» **DOCUMENT EXCERPT**

Posted in Linguistics | Tagged: , , , , | Leave a Comment »

You may not read this post about cake and ice cream

Posted by Gordon P. Hemsley on February 15, 2011

Let me start by saying that I’ve had it up to here with logic. I learned it just fine during Math A back in 9th grade, and the “Discrete Mathematics for Computer Science” course (a requirement for my ill-fated computational linguistics minor) I took last year was plenty refresher. Now I’m taking two logic courses this semester, and I’m relearning the same thing—twice! Well, actually, one of them is supposed to be Semantics and Pragmatics, but it’s pretty much all been logic up until this point. We don’t actually have a Semantics textbook; we’re using Logic in Linguistics. But I’m also taking Modern Logic (PHIL 109), at the insistence of my “advisor”. And that’s where my story starts.

Unfortunately, perhaps, this Modern Logic course is a philosophy course, rather than a linguistics or computer science course. That means it’s run out of the philosophy department and, in my case, taught by a philosophy grad student. This particular grad student has rubbed me the wrong way since the first day of class, as he puts on an air of “I know everything and you’re all idiots”. (Unless, of course, he’s saying something about philosophy or philosophers; then you’re expected to know what he’s talking about. Which I don’t.) But there are at least a couple of students in the class (besides me) that have brains that function just fine and who are able to understand and discuss the subject matter we are learning. And the discussion does come up—though it doesn’t last.

And that leads me to my story. Today, we had a quiz in class. Once the quiz ended, we went over it as a group. The first question on the quiz had you create, basically, this:

  1. You have cake or ice cream for dessert.
  2. If you have cake for dessert, you may not have ice cream.
  3. You do not have ice cream.
  4. You have cake.

The second question had you translate that into formal notation. With P = “You have cake for dessert” and Q = “You have ice cream for dessert”, it comes out like this:

  1. P∨Q
  2. P→¬Q
  3. ¬Q
  4. P

All of this is fine and dandy, and I wasn’t arguing with it. (It was, after all, what I put on my quiz.) However, when the instructor wrote the English version of (2) on the board, he wrote “cannot” instead of “may not”. I don’t remember who commented on the difference, but I raised my hand and stated that it would have been better (i.e. less ambiguous) if “cannot” had been written on the quiz instead of “may not”, because “may not” has the possibility of being interpreted in two different ways. One is the way he intended, specifically ¬Q. But the other is one that would have made (2) essentially equivalent to (1). That is, because of “may”, there would have still remained the possibility of having ice cream for dessert, even if you had cake for dessert. Formally, there would be a possibility, however remote, to translate English (2) into P→(Q∨¬Q).

» **DATA RECORDS**
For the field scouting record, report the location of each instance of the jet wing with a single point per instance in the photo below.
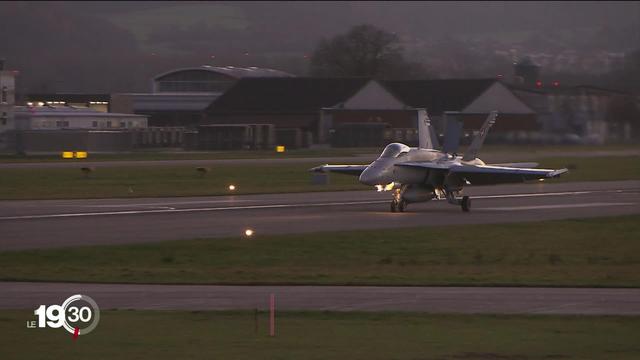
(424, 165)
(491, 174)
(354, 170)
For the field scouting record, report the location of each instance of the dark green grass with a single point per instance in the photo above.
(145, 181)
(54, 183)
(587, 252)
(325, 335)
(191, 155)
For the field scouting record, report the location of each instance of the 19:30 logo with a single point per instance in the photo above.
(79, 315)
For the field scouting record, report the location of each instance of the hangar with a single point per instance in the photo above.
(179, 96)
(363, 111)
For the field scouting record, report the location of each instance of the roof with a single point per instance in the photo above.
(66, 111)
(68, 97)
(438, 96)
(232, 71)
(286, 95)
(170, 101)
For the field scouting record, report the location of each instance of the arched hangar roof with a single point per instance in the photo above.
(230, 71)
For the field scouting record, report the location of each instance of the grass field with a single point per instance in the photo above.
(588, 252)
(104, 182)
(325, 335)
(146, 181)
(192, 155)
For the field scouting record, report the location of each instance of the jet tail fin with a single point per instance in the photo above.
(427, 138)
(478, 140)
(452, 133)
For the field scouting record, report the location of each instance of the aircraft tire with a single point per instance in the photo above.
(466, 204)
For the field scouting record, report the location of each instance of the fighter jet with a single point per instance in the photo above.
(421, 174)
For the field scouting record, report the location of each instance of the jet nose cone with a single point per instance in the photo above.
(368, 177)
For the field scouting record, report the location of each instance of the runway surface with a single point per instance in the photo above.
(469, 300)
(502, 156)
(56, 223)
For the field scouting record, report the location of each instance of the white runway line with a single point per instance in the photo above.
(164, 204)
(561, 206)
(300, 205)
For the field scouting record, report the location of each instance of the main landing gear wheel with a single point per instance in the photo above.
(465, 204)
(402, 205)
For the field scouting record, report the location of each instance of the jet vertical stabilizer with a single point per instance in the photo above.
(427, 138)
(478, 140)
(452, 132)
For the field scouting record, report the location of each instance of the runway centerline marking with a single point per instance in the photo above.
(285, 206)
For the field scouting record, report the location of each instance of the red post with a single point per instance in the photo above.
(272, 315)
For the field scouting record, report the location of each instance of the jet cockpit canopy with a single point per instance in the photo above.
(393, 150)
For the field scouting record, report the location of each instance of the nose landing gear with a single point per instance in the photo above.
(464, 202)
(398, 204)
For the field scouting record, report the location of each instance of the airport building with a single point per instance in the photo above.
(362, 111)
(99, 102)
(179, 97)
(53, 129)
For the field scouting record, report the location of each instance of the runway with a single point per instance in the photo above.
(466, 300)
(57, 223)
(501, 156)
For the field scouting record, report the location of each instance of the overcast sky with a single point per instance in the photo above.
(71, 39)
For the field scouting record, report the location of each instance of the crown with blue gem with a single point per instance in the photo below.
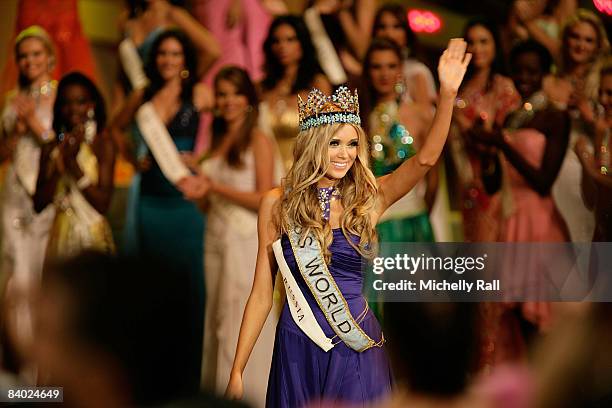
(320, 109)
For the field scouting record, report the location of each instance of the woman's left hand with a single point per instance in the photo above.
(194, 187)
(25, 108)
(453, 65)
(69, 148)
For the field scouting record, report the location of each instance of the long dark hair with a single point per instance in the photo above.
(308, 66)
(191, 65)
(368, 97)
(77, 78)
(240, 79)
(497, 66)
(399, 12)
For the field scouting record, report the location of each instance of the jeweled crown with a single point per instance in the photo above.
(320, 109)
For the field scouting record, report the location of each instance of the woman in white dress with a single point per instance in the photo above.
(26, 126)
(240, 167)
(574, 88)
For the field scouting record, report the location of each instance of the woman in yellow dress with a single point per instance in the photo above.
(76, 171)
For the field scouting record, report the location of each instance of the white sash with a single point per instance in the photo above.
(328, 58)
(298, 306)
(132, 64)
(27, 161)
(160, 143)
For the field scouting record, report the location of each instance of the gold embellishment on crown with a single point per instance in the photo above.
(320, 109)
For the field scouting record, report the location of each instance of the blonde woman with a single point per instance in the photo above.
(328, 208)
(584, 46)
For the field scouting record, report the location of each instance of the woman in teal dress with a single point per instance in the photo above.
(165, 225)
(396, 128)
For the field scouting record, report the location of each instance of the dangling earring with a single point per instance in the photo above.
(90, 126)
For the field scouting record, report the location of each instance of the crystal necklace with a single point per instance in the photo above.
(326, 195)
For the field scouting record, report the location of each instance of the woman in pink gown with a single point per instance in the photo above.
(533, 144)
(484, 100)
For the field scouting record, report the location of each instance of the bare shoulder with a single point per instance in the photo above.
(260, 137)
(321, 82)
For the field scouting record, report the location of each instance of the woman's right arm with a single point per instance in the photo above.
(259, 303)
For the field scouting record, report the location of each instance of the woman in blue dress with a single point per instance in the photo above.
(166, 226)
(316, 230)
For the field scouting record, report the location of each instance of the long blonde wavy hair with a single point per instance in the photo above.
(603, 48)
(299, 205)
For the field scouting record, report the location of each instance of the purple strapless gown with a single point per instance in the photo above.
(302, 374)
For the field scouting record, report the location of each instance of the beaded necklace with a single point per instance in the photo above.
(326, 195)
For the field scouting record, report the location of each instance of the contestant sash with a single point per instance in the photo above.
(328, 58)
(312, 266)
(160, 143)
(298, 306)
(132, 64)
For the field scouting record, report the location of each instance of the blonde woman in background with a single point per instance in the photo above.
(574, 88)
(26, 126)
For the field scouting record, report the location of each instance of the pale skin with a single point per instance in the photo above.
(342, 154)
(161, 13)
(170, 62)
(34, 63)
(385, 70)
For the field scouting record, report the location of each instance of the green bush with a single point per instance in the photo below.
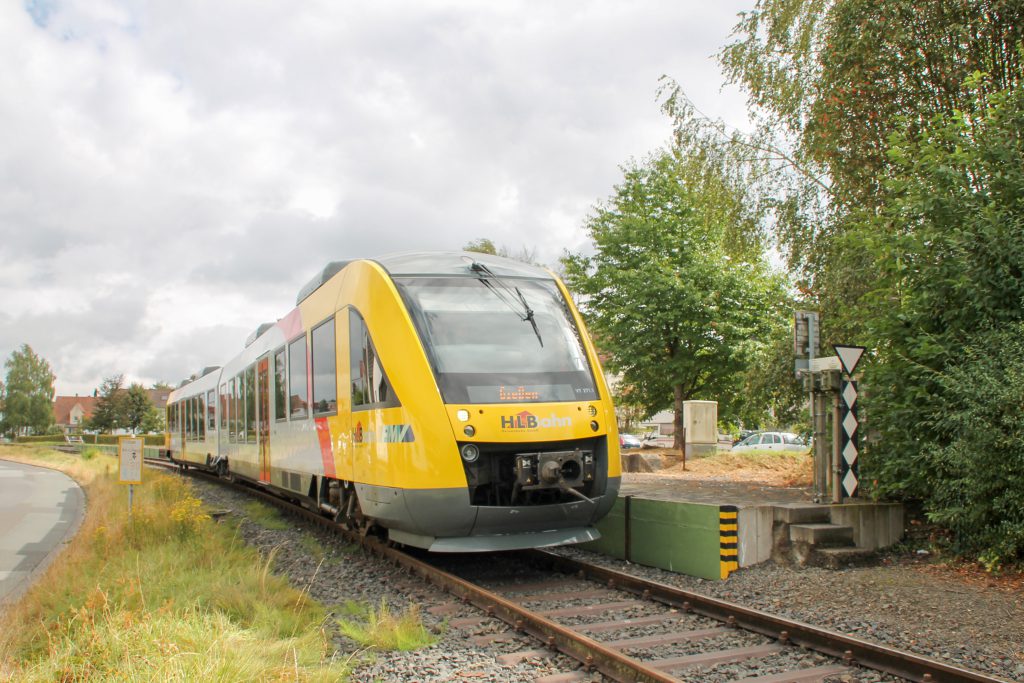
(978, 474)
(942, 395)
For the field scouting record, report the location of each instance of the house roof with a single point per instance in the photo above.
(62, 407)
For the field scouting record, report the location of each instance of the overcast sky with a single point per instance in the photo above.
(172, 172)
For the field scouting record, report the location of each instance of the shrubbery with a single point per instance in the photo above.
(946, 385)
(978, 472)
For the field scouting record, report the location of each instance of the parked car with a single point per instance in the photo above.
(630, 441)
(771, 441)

» **WORK TO COMPLETE**
A - Write out everything in the post about cake and ice cream from "And that leads" down to "cream for dessert.".
B - Answer these questions from the post about cake and ice cream:
(i) Which textbook is being used in the Semantics and Pragmatics course?
(ii) What course number is given for Modern Logic?
(iii) Which word did the instructor write on the board in place of "may not"?

» **ANSWER LIST**
A -
And that leads me to my story. Today, we had a quiz in class. Once the quiz ended, we went over it as a group. The first question on the quiz had you create, basically, this:

  1. You have cake or ice cream for dessert.

B -
(i) Logic in Linguistics
(ii) PHIL 109
(iii) "cannot"